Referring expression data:
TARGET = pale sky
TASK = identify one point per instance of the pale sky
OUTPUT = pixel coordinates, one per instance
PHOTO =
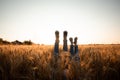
(92, 21)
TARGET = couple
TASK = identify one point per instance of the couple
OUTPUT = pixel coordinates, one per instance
(73, 47)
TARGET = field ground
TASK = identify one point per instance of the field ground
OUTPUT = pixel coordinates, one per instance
(36, 62)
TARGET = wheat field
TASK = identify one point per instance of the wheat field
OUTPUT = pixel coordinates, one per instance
(37, 62)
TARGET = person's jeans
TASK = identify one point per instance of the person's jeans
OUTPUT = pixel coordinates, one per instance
(65, 47)
(73, 49)
(56, 48)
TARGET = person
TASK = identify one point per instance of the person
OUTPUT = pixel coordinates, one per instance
(74, 49)
(75, 44)
(56, 46)
(71, 46)
(65, 47)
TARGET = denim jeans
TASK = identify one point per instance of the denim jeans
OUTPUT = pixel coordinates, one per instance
(73, 49)
(65, 47)
(56, 48)
(76, 49)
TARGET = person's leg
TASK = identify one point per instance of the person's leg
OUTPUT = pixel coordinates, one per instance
(56, 46)
(71, 46)
(65, 47)
(76, 46)
(77, 57)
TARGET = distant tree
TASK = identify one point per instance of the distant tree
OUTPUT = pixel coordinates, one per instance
(28, 42)
(1, 40)
(16, 42)
(5, 42)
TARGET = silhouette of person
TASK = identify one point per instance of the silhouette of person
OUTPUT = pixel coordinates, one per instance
(75, 44)
(65, 47)
(71, 46)
(56, 46)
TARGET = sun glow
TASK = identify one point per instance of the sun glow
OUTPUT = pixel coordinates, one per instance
(38, 20)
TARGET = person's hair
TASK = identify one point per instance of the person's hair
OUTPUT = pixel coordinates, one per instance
(65, 33)
(57, 32)
(71, 39)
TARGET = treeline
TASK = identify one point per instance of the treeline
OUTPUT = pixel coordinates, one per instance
(16, 42)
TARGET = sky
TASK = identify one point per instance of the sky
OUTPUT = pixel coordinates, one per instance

- PROBLEM STATEMENT
The line containing "TARGET = sun glow" marks where to begin; the last line of the records marks where to stop. Copy both and all between, exactly.

- ANSWER TO THE PROBLEM
TARGET = sun glow
TASK = identify one point per instance of the sun glow
OUTPUT = pixel coordinates, one per instance
(38, 20)
TARGET = person's hair
TASK = identify one point per instance of the person's hair
OUTPUT = pixel coordinates, one per instance
(65, 33)
(57, 32)
(71, 39)
TARGET = treeline
TASK = identify one point per instance of the treeline
OUTPUT = pixel coordinates, one per instance
(16, 42)
TARGET = sky
TASK = identify one point per instance of the sky
OUTPUT = pixel coordinates, one per instance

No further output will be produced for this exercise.